=== Begin Enclosure ===

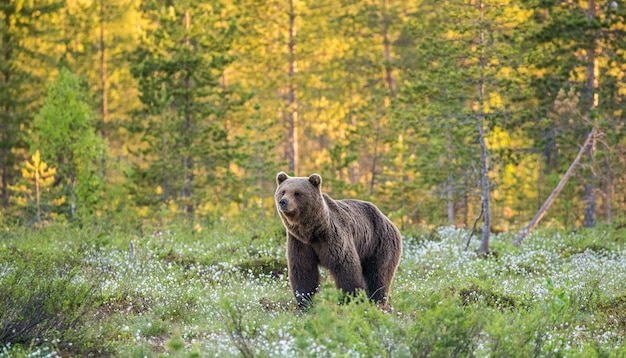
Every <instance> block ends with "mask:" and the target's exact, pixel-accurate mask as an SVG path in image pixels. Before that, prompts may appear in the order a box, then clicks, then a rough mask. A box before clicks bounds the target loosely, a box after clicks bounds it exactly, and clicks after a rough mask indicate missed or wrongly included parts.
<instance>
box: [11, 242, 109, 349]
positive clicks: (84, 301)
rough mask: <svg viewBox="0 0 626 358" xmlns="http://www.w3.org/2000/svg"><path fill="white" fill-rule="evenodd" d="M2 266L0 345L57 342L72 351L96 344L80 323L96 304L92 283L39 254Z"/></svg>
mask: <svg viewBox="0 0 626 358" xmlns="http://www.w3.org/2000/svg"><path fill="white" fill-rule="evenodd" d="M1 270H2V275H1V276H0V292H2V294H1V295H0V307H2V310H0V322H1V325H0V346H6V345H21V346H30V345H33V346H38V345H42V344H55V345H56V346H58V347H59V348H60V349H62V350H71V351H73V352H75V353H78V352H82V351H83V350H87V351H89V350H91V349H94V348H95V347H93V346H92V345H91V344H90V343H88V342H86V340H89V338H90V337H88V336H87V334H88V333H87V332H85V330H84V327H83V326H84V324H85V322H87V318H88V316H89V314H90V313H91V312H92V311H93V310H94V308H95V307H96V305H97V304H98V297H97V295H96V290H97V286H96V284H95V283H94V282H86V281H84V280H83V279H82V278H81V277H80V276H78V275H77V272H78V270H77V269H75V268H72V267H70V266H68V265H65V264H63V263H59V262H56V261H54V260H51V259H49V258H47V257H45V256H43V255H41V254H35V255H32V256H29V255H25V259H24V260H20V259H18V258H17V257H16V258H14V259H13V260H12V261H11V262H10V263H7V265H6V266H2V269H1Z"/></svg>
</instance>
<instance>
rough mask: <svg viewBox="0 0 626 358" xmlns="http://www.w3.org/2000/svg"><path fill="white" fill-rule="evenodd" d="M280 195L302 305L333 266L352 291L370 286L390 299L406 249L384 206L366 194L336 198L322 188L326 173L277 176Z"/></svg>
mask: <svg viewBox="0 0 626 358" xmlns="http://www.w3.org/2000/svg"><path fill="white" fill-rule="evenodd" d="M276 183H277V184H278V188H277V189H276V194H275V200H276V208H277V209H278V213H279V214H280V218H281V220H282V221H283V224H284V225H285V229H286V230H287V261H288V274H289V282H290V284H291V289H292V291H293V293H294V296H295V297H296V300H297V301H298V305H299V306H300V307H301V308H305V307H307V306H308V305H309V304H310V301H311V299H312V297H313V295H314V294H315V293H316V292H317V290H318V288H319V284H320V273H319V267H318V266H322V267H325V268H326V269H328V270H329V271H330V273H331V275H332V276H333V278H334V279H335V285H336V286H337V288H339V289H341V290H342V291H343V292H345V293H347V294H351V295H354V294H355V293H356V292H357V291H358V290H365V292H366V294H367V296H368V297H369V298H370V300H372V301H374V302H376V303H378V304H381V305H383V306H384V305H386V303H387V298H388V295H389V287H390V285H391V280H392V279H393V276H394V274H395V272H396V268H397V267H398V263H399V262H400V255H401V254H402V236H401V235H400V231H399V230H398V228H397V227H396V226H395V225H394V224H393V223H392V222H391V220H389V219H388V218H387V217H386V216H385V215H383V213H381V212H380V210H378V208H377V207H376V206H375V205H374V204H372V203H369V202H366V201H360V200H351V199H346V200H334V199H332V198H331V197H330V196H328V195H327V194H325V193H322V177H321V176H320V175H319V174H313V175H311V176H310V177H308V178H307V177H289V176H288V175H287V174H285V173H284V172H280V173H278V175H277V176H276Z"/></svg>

=== End Enclosure ===
=== Begin Enclosure ===

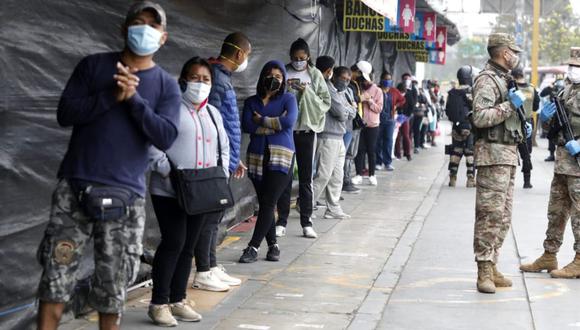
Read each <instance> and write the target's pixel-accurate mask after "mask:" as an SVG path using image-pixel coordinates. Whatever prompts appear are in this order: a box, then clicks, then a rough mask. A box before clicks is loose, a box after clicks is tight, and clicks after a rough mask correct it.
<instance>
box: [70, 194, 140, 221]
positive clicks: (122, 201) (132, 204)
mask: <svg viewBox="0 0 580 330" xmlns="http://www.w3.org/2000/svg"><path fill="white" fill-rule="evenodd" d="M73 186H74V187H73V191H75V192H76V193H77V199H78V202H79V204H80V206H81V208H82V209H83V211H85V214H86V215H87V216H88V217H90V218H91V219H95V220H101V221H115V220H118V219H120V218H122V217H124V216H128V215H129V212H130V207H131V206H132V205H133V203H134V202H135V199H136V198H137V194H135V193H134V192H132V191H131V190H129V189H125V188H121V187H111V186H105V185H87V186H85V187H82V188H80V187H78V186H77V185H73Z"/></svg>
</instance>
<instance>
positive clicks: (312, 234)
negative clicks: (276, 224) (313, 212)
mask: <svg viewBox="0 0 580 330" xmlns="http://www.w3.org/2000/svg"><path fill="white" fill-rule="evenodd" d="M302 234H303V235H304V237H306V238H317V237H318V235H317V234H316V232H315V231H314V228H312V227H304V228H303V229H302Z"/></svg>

=== End Enclosure ===

• **What the task requires**:
From the records above, extract exactly and only the lines that begin at the line with "Every <instance> block" and stop after the line with "positive clicks: (84, 301)".

• **Response to this exercise**:
Every <instance> block ends with "mask:" and the target's exact, pixel-accurate mask as an SVG path in image pixels. Before that, prompts may appear in the order a box, then clicks, then a rough mask. A box before clicks bounds the target loosely, a box after clicks bounds it exactly, and clicks after a rough mask indicate missed or wrongly included parts.
<instance>
box: [11, 242, 109, 349]
positive clicks: (84, 301)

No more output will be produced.